> _Extracted text_
- - - - -

For me, these insults forever devauled something that I loved (admittedly, still love, but with a heavy heart).  For these reasons, I gave my vote to LOTR.  And no, it was not bum numbing for me - not by a longshot.  I wish the movies would have been longer - 5 or 6 hours each would have been nice.   Because as much as I *saw* and lived Star Wars in my youth, I *read* and lived LOTR.  It was nice to be able to see it, and see it done well by a director in his prime, who is willing to put 100% into *every* facet of movie-making (not just the special effects).

And yes, Star Wars was revolutionary as a movie.  So was LOTR, as both book and movie.  Each one paves the way for the next.


----------



## Frey Slayer (Apr 20, 2005)

I agree with Red Temple, he pretty much said it all. 
Jackson made LOTR for the fans
Lucas made E1-3 for himself. 
This makes all the difference in the world. 

C3PO in every movie???? Why? He should have just re-used the French brownies from Willow, that would have made more sense AND been more entertaining.


----------



## MoonLover (Apr 20, 2005)

Two words:

JarJar Binks! Dear George lost me after that one.

Karen


----------



## ravenus (Apr 20, 2005)

Both highly overrated by their respective fanboys. They're reasonably fun movies with some amazing technical leaps but when you have so much iconization, it just annoys me no end.

Yoda sucks as does Gandalf. There now, happy? :yawn:


----------



## Lacedaemonian (Apr 20, 2005)

The Star Wars films are very poor.  Take away the nostalgia and you are left with a lot of empty _space._  Yoda is a retarded alien who just so happens to be hard as nails.  Gandalf is the greatest wizard character of any work of fiction.

- - - - -

> _Collected material_
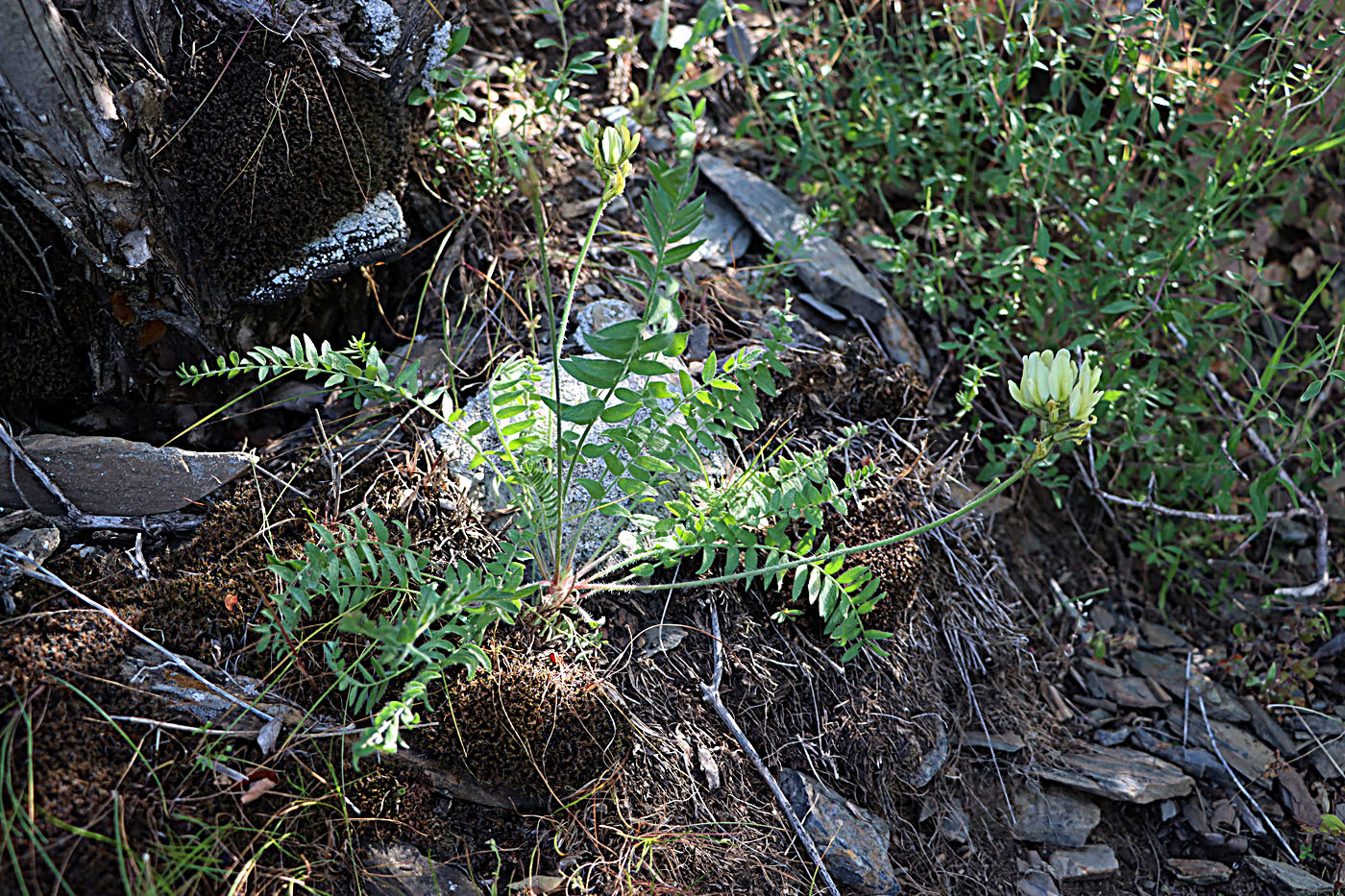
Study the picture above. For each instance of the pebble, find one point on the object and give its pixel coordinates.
(1199, 871)
(1088, 862)
(1287, 879)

- - - - -

> _The task_
Reproduce the forum thread word for word from "Both highly overrated" to "work of fiction.". The data that comes after the forum thread is separate material and has no connection to it.

> _Solution to this task_
Both highly overrated by their respective fanboys. They're reasonably fun movies with some amazing technical leaps but when you have so much iconization, it just annoys me no end.

Yoda sucks as does Gandalf. There now, happy? :yawn:


----------



## Lacedaemonian (Apr 20, 2005)

The Star Wars films are very poor.  Take away the nostalgia and you are left with a lot of empty _space._  Yoda is a retarded alien who just so happens to be hard as nails.  Gandalf is the greatest wizard character of any work of fiction.